[Natural-language object grounding data]
::::

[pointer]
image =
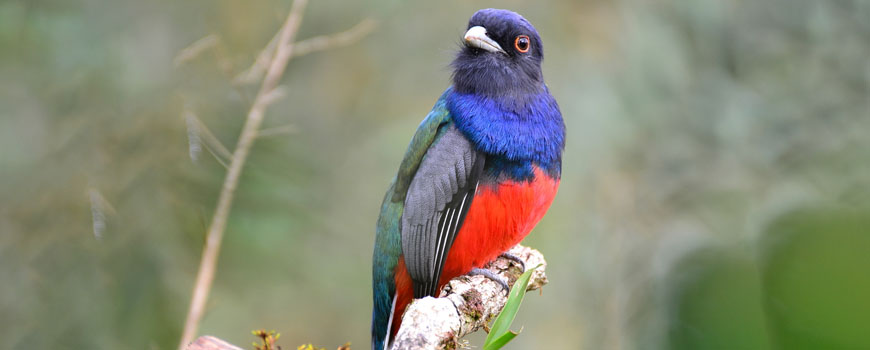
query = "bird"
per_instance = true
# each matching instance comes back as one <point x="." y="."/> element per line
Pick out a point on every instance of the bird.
<point x="481" y="170"/>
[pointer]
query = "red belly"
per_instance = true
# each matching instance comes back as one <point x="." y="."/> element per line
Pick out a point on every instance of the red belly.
<point x="500" y="216"/>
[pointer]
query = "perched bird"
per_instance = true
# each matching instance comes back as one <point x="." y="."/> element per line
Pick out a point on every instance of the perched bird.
<point x="480" y="172"/>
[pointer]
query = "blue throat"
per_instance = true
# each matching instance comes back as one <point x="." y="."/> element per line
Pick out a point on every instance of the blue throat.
<point x="515" y="132"/>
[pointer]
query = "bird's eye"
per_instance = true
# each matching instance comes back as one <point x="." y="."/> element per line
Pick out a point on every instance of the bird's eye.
<point x="521" y="43"/>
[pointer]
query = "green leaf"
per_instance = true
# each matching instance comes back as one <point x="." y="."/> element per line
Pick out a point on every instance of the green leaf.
<point x="500" y="332"/>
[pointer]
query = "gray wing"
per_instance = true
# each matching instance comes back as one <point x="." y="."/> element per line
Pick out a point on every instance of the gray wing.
<point x="438" y="199"/>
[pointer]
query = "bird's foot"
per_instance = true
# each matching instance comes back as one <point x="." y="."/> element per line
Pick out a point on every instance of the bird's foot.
<point x="514" y="258"/>
<point x="489" y="274"/>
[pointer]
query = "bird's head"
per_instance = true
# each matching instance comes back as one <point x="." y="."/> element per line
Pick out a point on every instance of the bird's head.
<point x="500" y="56"/>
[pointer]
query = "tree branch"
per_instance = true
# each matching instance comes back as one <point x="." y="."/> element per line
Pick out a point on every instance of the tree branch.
<point x="465" y="304"/>
<point x="208" y="262"/>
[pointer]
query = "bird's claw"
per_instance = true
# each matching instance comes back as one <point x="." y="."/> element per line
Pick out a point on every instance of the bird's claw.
<point x="514" y="258"/>
<point x="489" y="274"/>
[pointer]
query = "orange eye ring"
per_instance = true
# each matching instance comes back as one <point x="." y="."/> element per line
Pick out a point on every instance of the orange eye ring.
<point x="522" y="43"/>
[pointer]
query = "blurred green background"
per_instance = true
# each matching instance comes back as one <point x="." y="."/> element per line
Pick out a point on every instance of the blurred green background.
<point x="714" y="191"/>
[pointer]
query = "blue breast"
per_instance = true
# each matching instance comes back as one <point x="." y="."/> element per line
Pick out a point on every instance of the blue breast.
<point x="516" y="132"/>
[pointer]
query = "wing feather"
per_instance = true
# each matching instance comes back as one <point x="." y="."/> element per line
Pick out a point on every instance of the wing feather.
<point x="437" y="200"/>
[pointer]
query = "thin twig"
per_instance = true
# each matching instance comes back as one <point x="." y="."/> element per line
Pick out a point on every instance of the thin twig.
<point x="208" y="263"/>
<point x="278" y="130"/>
<point x="324" y="42"/>
<point x="194" y="50"/>
<point x="304" y="47"/>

::::

Which lines run from the one containing "Pick out a point on every instance of the thin" to the end of the entries above? Print them exactly, both ends included, and nothing else.

Pick out a point on every instance of the thin twig.
<point x="208" y="263"/>
<point x="278" y="130"/>
<point x="324" y="42"/>
<point x="194" y="50"/>
<point x="304" y="47"/>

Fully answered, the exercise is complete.